What is asked: Reproduce the records below exactly as they appear.

Data for this exercise:
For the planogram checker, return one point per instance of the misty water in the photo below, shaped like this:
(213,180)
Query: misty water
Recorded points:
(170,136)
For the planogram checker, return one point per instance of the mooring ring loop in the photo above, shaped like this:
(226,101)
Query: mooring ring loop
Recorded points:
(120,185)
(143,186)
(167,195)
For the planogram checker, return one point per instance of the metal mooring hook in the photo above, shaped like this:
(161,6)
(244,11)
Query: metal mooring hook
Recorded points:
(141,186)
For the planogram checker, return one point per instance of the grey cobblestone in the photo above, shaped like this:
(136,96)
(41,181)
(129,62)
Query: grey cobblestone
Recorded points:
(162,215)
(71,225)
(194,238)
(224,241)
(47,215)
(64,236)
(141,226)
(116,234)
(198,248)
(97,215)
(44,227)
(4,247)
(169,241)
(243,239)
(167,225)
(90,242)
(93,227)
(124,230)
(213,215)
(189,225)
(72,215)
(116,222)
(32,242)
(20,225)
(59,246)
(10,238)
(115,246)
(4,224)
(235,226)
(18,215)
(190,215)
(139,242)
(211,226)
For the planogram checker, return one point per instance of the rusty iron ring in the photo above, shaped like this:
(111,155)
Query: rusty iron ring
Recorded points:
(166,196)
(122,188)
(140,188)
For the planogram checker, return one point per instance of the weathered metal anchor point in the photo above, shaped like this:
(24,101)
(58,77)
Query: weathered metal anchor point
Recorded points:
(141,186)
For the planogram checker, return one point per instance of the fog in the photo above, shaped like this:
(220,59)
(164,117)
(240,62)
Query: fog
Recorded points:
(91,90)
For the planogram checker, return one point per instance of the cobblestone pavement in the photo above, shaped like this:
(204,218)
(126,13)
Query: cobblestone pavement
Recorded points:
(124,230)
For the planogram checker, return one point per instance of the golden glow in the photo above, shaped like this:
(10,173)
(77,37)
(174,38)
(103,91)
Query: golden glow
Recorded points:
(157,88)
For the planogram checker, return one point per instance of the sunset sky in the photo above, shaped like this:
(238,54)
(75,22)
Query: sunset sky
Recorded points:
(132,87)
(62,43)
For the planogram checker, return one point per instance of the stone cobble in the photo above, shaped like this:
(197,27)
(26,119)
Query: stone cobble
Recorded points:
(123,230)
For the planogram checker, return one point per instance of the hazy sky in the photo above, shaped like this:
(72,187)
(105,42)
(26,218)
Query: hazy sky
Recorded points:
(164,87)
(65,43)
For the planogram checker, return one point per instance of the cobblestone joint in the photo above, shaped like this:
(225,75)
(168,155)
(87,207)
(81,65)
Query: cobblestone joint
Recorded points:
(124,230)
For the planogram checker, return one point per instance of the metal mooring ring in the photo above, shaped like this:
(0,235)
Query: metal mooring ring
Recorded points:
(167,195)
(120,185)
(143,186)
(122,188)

Task output:
For the planogram checker, return one point per instance of the misty water in the photo below, shaped like this:
(213,180)
Query: misty water
Recorded points:
(170,136)
For the planogram checker, return one point per instance of the mooring ring loop in the photo above, shaped like this:
(226,101)
Query: mooring ring loop
Recorded points:
(120,185)
(143,186)
(167,195)
For the planogram checker, return one point per instance of the metal mooring hook in the photo above, shaped like this:
(161,6)
(244,11)
Query: metal mooring hook
Recorded points:
(141,186)
For the planogram checker, return one point per instance of the grey cobblestone in the photo above, shaped like this:
(136,96)
(41,181)
(129,62)
Query: grey cobblestone
Recorded points:
(162,215)
(71,225)
(194,238)
(224,241)
(47,215)
(64,236)
(141,226)
(116,234)
(198,248)
(97,215)
(44,227)
(4,247)
(169,241)
(243,239)
(167,225)
(90,242)
(93,227)
(124,230)
(213,215)
(189,225)
(72,215)
(116,222)
(32,242)
(20,225)
(59,246)
(10,238)
(115,246)
(4,224)
(235,226)
(18,215)
(190,215)
(139,242)
(211,226)
For the planogram checker, return one point per instance of the rusty iron ring in the photo above, shaped like this:
(111,155)
Query: rusty iron ring
Recorded points:
(166,196)
(122,188)
(140,188)
For the planogram checker, return one point per instance of the weathered metal anchor point in the photo above, shaped like this:
(24,101)
(58,77)
Query: weathered metal anchor point
Recorded points:
(141,186)
For the planogram checker, return one point per instance of the fog in the photo above, shaped like this:
(220,59)
(164,117)
(240,62)
Query: fog
Recorded points:
(91,90)
For the planogram checker, return one point per instance of the cobblestone pavement in the photo above, shaped like this:
(204,218)
(126,13)
Query: cobblestone pavement
Recorded points:
(124,230)
For the planogram checker, return one point per instance of the golden glow in the photo above, shaped like this:
(10,173)
(77,37)
(174,38)
(103,91)
Query: golden glow
Recorded points:
(157,88)
For the planogram checker, return one point per instance of the sunset sky in the photo above, shaped like this:
(238,54)
(75,22)
Query: sunset sky
Recorded points:
(132,87)
(62,43)
For the planogram checker, return one point per instance of the stone cobble in the photo above, shaped like this:
(197,27)
(26,119)
Query: stone cobble
Recorded points:
(123,230)
For the planogram checker, return one point per instance of the hazy sky in the photo above, shaped like this:
(72,187)
(105,42)
(26,218)
Query: hazy sky
Recorded points:
(164,87)
(65,43)
For the planogram checker, return one point per instance of the cobblestone joint in the photo above, shaped like this:
(225,75)
(168,155)
(87,207)
(81,65)
Query: cobblestone joint
Recorded points:
(124,230)
For the planogram checker, return one point per instance of the metal mooring ring in the photo above, shaped like this:
(0,235)
Query: metal mooring ring
Recorded points:
(167,195)
(120,185)
(143,186)
(122,188)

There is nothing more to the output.